Text extract

──────────

It actually started with reading an article in the paper about the rabbit muster that Henry Bolte carried out in the late '50s. It was when I was a film student and I remember reading an article about rabbits finally being legalised as pets in Victoria and they were celebrating with champagne and a lettuce leaf. The article went back into the story of how Bolte had rounded up the rabbits and taken them to the zoo. In fact a lot of church people really got behind getting the banned rabbits back to their families. Bolte banned the pet rabbits for really spurious reasons, essentially quite racist, saying Greeks were breeding them to eat, that they were going to be eating myxomatosis rabbits. He made everyone take the rabbits to the zoo or destroy them.
Then, with church pressure and, basically, housewives who had never done anything political banding together to try and get the children's rabbits back because the kids were so distraught, the government actually reversed its decision and the people were ordered to go and collect their rabbits from the zoo. There were thousands of rabbits and hundreds of parents and children and no-one knew whose rabbits were whose. That really stuck in my mind as a fabulous metaphor for government and the way that they'll make decisions and then reverse them under public pressure. It's a sort of insanity.
So Celia is really a political film?
Very much so. It really started from that story. Then I started thinking about my childhood, growing up in Adelaide, and then I combined the two stories. Even though I grew up in the 60s, I set it in Melbourne in the 50s.
The Communist theme was also strong.
It was a combination of things coming together because, at that stage when I was a film student, I knew someone whose family had to move to Adelaide as a result of being black-banned from work at the PMG because they were a member of the Communist Party. They were given a decision: they could either leave the party and stay in the job at the PMG or they were out. And even though they'd started hearing about Stalinism, they didn't want to be pushed in that way, so they ended up leaving the job and moving to Adelaide. They were an electrical engineer and they found it very hard to get work outside the government contracts. It really changed their lives. So Celia was a combination of those three stories.
So you've pictured the late '50s in Victoria with the politics of Bolte, the Communist subtext...
Which was going on at exactly the same time. It was much later than I'd been taught in school. I thought of it as earlier, but it really was going on still in the late '50s - at the very personal family level.
Organisations like the Australian Peace Council were really so forward-thinking at the time. It was mainly the women in the Communist Party who were part of the Australian Peace Council. Yet they were absolutely hounded as being evil Communists who were going to disrupt the whole of Australian society.
Celia herself and the violence?
That was really about growing up in Adelaide. I still find that with Adelaide, where there's the really lovely, light shades of the city yet underneath there's such a terrible darkness. Even though you grew up not locking the doors and everything was seemingly nice in the City of Churches, there was always a lot of really horrible crime underneath that surface, some really scary, spooky things. A story that sums up Adelaide for me, actually, is about a baby zoo at the Adelaide Zoo. It's got little lambs and little pigs and rabbits. Youths broke in one night and actually raped the animals at the baby zoo. That, to me, sums up Adelaide as I was growing up. There were terrible dark things. So I transposed them to Melbourne in the 50s.
Is Celia a seemingly malevolent little girl?

──────────

Dataset rows

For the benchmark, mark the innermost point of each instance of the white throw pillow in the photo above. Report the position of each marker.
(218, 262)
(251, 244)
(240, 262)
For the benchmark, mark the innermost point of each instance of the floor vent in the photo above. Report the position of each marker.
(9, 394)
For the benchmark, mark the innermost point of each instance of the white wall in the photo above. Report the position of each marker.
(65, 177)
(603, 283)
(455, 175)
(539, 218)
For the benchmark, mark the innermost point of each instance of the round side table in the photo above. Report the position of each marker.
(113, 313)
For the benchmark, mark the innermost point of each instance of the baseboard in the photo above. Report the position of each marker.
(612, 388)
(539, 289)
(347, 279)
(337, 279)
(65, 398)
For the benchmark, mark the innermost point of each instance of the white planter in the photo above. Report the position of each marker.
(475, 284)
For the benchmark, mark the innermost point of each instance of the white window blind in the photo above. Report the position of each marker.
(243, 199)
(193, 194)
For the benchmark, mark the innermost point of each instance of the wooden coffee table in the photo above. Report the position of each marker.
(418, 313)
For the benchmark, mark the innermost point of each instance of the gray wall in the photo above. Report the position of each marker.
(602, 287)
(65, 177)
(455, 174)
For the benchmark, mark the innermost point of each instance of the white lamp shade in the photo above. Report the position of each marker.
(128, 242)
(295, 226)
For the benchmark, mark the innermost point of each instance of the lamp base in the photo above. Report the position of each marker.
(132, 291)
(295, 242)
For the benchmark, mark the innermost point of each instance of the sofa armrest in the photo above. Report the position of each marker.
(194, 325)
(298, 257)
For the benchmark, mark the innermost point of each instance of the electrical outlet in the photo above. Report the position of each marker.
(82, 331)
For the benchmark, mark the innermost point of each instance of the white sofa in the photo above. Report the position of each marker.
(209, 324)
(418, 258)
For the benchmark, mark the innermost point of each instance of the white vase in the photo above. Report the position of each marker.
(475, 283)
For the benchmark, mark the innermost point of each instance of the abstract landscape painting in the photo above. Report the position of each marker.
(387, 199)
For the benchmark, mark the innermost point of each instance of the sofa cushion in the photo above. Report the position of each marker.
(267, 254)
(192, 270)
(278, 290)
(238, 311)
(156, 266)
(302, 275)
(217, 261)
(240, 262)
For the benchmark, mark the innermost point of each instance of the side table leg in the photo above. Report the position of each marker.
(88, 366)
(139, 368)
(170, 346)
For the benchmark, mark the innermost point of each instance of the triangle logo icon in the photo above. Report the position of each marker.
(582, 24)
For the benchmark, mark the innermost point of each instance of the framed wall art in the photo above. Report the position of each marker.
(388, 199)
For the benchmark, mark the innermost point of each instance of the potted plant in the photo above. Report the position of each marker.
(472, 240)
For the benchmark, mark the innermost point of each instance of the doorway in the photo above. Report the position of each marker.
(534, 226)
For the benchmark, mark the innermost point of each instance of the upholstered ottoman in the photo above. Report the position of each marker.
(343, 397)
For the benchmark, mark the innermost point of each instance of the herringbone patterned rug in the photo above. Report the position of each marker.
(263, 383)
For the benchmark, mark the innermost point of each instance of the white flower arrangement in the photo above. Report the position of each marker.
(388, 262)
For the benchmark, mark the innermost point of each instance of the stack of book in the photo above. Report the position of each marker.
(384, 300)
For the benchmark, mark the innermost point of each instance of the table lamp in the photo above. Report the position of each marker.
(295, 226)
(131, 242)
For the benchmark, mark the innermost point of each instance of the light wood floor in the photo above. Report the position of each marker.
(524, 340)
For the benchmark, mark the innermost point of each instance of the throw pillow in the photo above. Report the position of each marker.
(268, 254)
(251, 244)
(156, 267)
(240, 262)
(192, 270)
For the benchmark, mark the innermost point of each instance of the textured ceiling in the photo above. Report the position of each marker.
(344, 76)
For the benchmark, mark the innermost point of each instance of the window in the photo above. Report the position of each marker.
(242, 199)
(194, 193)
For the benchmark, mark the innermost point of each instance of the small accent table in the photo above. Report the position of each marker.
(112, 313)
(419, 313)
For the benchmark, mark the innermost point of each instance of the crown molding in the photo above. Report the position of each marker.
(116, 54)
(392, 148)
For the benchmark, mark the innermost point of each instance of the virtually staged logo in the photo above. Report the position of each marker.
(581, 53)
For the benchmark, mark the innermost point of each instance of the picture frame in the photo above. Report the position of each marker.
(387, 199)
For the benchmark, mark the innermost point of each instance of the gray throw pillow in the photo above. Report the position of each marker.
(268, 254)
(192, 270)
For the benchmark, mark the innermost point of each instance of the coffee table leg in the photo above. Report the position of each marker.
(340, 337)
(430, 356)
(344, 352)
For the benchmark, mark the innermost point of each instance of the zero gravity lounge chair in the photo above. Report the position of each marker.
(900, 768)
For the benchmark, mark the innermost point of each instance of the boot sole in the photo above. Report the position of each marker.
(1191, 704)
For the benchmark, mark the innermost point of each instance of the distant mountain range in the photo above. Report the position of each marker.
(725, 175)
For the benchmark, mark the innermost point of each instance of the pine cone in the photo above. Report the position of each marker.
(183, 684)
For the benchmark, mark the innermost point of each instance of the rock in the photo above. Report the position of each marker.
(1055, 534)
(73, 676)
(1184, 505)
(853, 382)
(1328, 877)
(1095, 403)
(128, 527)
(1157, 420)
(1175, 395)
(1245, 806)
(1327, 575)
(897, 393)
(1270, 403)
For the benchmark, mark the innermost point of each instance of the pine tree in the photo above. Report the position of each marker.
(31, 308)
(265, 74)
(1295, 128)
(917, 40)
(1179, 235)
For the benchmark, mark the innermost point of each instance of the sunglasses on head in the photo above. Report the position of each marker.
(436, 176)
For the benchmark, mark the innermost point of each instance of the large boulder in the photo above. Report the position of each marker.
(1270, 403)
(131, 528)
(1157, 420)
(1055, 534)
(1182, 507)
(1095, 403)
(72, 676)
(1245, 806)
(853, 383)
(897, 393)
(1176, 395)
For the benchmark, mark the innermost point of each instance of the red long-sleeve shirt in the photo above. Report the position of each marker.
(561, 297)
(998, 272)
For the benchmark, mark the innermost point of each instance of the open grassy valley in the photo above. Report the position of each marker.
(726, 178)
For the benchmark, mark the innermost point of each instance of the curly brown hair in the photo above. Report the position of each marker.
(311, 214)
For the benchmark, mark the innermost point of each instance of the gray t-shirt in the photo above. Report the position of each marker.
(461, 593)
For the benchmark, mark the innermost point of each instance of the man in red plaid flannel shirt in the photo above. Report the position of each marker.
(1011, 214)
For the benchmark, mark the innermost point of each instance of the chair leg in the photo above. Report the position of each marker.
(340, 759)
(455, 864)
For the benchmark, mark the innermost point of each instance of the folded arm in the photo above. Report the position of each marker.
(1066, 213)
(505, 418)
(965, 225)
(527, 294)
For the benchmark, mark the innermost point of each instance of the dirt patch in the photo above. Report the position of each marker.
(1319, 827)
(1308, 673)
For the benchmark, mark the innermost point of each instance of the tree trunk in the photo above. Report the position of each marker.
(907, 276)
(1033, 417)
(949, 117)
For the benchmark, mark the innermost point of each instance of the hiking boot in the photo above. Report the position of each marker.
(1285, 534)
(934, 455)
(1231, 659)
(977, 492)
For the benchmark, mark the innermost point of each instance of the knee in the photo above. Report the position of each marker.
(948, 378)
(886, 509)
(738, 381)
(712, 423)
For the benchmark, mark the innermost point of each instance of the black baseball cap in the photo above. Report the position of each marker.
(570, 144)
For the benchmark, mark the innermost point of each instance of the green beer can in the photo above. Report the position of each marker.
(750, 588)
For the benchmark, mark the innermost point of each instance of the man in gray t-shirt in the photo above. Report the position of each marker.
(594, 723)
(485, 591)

──────────

Task to carry out
Using the interview about Celia, explain in one to three sentences why the family the speaker knew left the PMG and moved to Adelaide. The rows on this page come from a separate source.

Final result
They were black-banned from work at the PMG for being members of the Communist Party and were told to either leave the party or lose the job. Although they had started hearing about Stalinism, they didn't want to be pushed that way, so they left the job and moved to Adelaide.